- **Description of the task**: Show every line of the data where the word "edge" can be found.

Records for this exercise Block Start

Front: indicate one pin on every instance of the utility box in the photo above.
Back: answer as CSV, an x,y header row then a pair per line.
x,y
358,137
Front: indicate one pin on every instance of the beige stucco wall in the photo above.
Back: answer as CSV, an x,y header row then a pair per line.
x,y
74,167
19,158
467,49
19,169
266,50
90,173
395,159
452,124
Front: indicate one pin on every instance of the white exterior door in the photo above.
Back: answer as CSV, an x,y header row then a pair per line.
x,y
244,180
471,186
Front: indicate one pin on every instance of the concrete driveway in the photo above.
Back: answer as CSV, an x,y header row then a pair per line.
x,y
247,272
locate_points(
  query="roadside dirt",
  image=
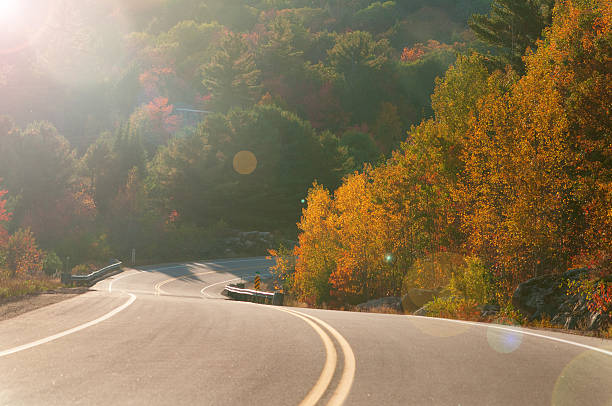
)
(13, 307)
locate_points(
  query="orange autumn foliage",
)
(515, 171)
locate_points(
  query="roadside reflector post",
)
(257, 281)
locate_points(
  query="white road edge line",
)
(159, 291)
(331, 359)
(110, 285)
(348, 373)
(498, 327)
(69, 331)
(222, 282)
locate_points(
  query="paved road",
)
(163, 335)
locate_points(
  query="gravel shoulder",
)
(15, 306)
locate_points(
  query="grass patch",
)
(25, 285)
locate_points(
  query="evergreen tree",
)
(513, 26)
(232, 76)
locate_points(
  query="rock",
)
(421, 312)
(416, 298)
(390, 302)
(546, 296)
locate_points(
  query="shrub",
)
(52, 264)
(22, 254)
(472, 282)
(453, 307)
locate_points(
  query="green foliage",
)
(52, 264)
(232, 76)
(360, 147)
(453, 307)
(11, 286)
(472, 282)
(513, 26)
(197, 176)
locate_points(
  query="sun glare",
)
(9, 9)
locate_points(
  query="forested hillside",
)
(458, 145)
(157, 125)
(510, 179)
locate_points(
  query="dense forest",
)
(429, 143)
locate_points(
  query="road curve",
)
(164, 335)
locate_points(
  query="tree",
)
(22, 253)
(513, 26)
(361, 64)
(198, 176)
(232, 76)
(5, 216)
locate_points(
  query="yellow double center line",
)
(321, 328)
(348, 372)
(159, 291)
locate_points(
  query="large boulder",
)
(546, 296)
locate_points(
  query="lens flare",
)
(245, 162)
(9, 10)
(503, 341)
(578, 373)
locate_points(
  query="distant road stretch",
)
(163, 335)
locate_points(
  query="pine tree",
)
(232, 76)
(513, 26)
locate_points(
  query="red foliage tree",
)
(4, 217)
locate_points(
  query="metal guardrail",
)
(68, 278)
(256, 296)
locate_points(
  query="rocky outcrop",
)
(546, 296)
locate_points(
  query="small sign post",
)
(257, 281)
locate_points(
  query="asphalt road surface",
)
(164, 335)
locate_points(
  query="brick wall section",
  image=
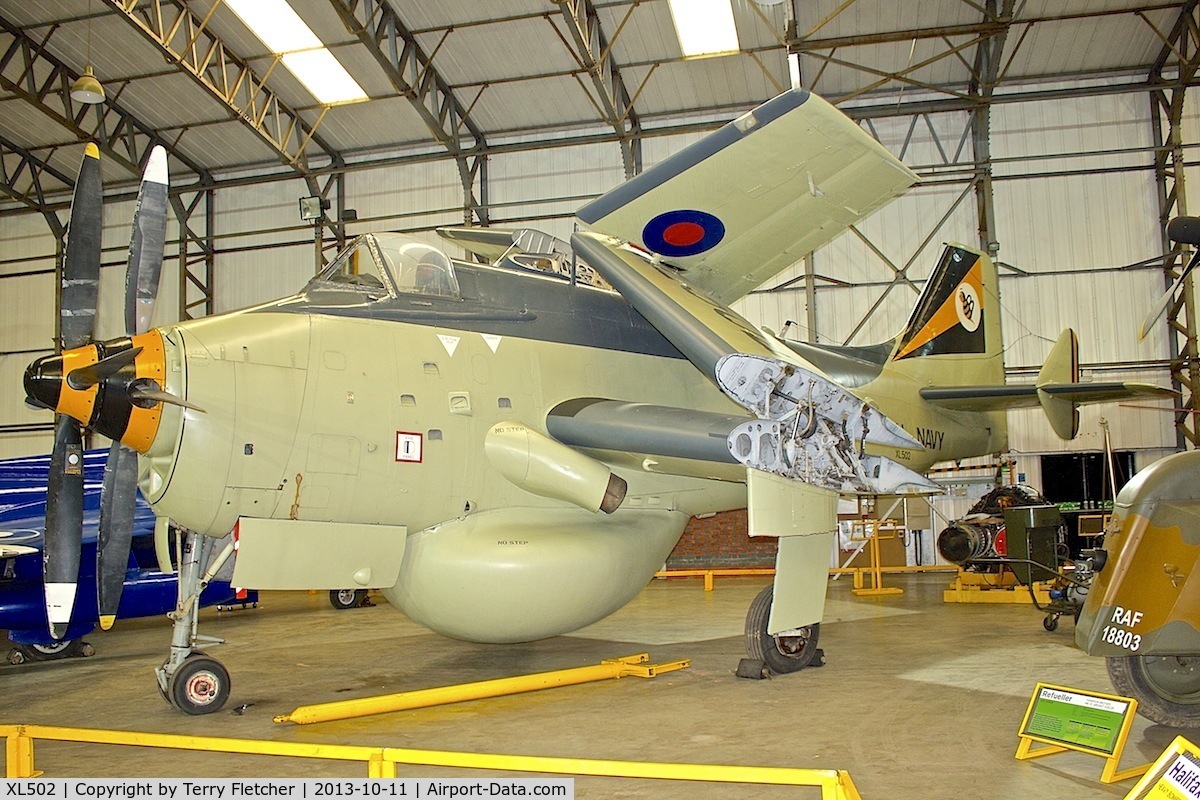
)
(721, 541)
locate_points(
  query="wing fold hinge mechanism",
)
(813, 431)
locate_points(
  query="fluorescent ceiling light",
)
(705, 26)
(285, 34)
(324, 77)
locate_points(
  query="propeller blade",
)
(161, 396)
(147, 244)
(87, 377)
(64, 524)
(117, 499)
(81, 264)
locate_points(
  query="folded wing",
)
(757, 196)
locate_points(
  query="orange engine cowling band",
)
(108, 407)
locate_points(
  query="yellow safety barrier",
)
(766, 571)
(834, 785)
(361, 707)
(708, 575)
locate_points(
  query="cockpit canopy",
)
(382, 265)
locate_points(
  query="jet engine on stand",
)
(1014, 536)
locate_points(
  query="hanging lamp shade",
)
(87, 89)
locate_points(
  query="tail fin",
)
(958, 317)
(1061, 370)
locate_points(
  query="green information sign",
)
(1078, 720)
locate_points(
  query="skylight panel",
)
(303, 53)
(324, 77)
(705, 26)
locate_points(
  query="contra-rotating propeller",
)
(75, 385)
(120, 486)
(77, 320)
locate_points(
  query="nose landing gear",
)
(190, 680)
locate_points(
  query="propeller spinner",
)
(113, 388)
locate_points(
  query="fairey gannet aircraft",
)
(509, 453)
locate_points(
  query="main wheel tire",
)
(343, 599)
(1167, 687)
(201, 685)
(65, 649)
(781, 654)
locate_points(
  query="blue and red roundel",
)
(683, 233)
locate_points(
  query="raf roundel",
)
(683, 233)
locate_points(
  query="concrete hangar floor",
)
(919, 699)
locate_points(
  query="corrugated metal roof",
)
(514, 66)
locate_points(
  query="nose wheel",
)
(190, 680)
(201, 685)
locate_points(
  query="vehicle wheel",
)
(781, 654)
(1167, 687)
(65, 649)
(343, 599)
(201, 685)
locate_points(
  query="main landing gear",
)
(190, 680)
(781, 653)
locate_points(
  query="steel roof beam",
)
(593, 50)
(185, 40)
(21, 178)
(412, 72)
(31, 73)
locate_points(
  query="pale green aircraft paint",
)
(510, 453)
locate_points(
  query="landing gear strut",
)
(191, 681)
(786, 651)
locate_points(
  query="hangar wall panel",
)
(1048, 224)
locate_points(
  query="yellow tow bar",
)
(627, 667)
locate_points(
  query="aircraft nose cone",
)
(43, 382)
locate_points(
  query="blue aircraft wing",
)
(148, 591)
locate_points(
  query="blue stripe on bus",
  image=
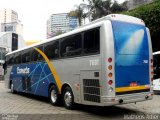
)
(39, 78)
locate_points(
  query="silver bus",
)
(106, 62)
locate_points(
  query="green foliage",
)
(151, 15)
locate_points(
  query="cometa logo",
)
(23, 70)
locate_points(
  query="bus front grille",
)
(91, 90)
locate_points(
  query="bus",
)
(156, 77)
(106, 62)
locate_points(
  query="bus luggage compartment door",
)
(90, 86)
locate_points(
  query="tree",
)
(150, 13)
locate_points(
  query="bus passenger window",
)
(92, 41)
(71, 46)
(51, 49)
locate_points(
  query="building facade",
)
(10, 34)
(60, 23)
(9, 22)
(131, 4)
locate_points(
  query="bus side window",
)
(17, 59)
(51, 49)
(92, 41)
(26, 57)
(71, 46)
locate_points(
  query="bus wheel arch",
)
(67, 96)
(53, 95)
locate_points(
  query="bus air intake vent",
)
(91, 90)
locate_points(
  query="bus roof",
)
(156, 53)
(111, 17)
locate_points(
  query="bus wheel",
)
(54, 97)
(12, 88)
(68, 98)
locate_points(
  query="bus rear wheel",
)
(54, 97)
(68, 98)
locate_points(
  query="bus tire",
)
(12, 88)
(54, 97)
(68, 98)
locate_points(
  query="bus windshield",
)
(130, 38)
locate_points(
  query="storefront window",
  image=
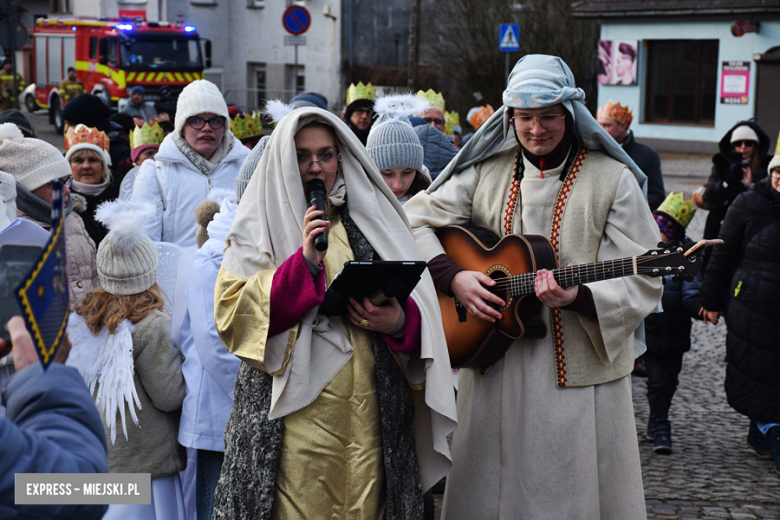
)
(682, 77)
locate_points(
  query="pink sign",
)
(735, 82)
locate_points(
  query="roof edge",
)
(677, 12)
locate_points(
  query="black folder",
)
(379, 281)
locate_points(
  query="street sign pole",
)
(506, 68)
(508, 41)
(9, 6)
(295, 73)
(296, 20)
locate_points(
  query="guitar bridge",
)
(462, 314)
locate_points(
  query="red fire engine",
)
(111, 56)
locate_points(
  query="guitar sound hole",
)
(502, 289)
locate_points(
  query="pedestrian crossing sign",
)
(509, 37)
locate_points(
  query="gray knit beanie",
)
(393, 143)
(126, 259)
(249, 166)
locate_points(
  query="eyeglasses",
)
(328, 160)
(549, 122)
(363, 112)
(435, 121)
(198, 122)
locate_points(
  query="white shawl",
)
(267, 230)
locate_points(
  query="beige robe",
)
(524, 447)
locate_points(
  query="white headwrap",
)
(268, 229)
(539, 81)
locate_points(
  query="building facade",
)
(250, 60)
(698, 67)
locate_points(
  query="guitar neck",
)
(523, 284)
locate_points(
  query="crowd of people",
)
(220, 377)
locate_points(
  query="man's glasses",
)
(198, 122)
(328, 160)
(363, 112)
(549, 122)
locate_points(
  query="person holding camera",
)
(741, 162)
(52, 426)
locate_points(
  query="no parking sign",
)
(296, 19)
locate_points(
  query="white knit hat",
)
(126, 259)
(744, 133)
(32, 162)
(199, 97)
(393, 142)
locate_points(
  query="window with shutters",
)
(681, 81)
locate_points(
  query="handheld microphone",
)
(315, 194)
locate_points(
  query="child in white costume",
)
(122, 347)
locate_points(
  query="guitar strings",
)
(526, 280)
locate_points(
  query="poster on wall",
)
(618, 62)
(734, 82)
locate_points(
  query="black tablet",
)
(379, 281)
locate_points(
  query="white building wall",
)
(244, 34)
(731, 48)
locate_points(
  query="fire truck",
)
(111, 56)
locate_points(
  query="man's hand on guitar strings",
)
(550, 293)
(468, 288)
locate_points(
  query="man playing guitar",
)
(548, 430)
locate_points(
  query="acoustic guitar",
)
(512, 262)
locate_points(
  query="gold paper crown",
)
(159, 117)
(146, 135)
(250, 125)
(680, 210)
(618, 112)
(480, 116)
(448, 124)
(435, 99)
(451, 120)
(360, 91)
(83, 134)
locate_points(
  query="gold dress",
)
(331, 461)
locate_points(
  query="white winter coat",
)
(210, 371)
(175, 186)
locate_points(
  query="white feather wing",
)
(106, 360)
(116, 379)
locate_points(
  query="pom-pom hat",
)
(199, 97)
(744, 133)
(126, 260)
(32, 162)
(393, 142)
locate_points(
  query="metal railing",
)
(250, 99)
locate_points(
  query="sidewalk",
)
(712, 473)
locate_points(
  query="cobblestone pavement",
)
(686, 164)
(712, 472)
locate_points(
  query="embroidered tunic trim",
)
(555, 314)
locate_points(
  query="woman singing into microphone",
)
(333, 416)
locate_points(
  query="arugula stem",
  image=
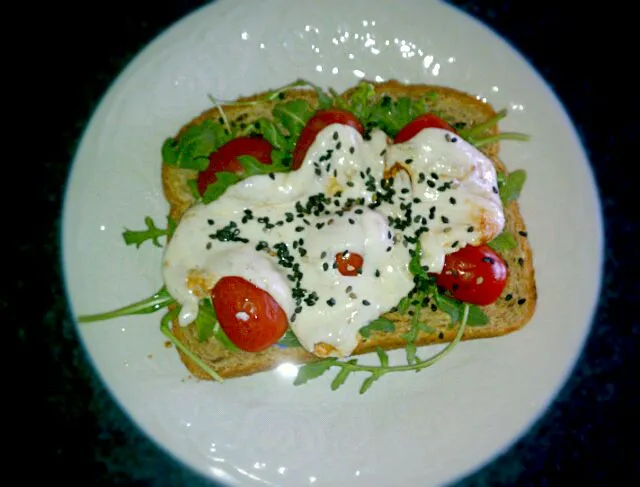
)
(377, 369)
(164, 328)
(159, 300)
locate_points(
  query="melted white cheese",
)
(440, 182)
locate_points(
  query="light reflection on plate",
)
(261, 429)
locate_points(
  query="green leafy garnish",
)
(166, 331)
(316, 369)
(293, 116)
(225, 179)
(510, 185)
(392, 115)
(504, 241)
(153, 233)
(192, 149)
(159, 300)
(380, 324)
(289, 340)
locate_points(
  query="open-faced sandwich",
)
(310, 227)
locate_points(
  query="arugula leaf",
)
(511, 185)
(504, 241)
(448, 305)
(293, 116)
(289, 340)
(192, 149)
(391, 115)
(313, 370)
(359, 102)
(217, 189)
(340, 378)
(380, 324)
(153, 233)
(454, 309)
(271, 133)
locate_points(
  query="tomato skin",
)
(320, 120)
(349, 263)
(428, 120)
(475, 275)
(266, 321)
(225, 158)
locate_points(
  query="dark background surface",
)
(69, 430)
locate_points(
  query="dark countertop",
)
(70, 428)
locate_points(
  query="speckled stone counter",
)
(71, 432)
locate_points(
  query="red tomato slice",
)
(225, 158)
(475, 275)
(249, 316)
(428, 120)
(320, 120)
(349, 263)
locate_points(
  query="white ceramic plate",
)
(413, 429)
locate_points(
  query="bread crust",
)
(509, 313)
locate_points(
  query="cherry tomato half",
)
(475, 275)
(249, 316)
(225, 158)
(349, 263)
(428, 120)
(315, 124)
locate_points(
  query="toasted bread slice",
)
(509, 313)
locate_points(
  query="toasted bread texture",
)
(509, 313)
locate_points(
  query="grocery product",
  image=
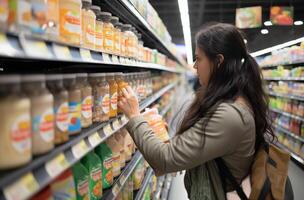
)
(88, 24)
(70, 21)
(115, 148)
(113, 94)
(42, 113)
(39, 16)
(45, 194)
(74, 103)
(98, 28)
(61, 107)
(53, 19)
(93, 164)
(105, 155)
(81, 180)
(86, 99)
(63, 186)
(108, 32)
(15, 127)
(116, 39)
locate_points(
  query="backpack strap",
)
(226, 173)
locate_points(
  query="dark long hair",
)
(238, 75)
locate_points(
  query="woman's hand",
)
(128, 103)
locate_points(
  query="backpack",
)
(269, 175)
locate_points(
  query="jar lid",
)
(5, 79)
(69, 76)
(96, 74)
(52, 77)
(33, 78)
(82, 75)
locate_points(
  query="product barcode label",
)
(62, 52)
(85, 55)
(57, 165)
(80, 149)
(107, 130)
(94, 139)
(22, 189)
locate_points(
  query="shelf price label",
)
(57, 165)
(35, 48)
(22, 189)
(80, 149)
(95, 139)
(62, 52)
(107, 130)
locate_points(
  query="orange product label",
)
(21, 133)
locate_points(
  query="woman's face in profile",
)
(203, 66)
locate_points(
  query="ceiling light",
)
(264, 31)
(280, 46)
(298, 23)
(268, 23)
(184, 14)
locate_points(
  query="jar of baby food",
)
(61, 108)
(42, 113)
(15, 126)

Records for this exercise Block End

- **Exercise output**:
  query="white road edge line",
  query="roof edge",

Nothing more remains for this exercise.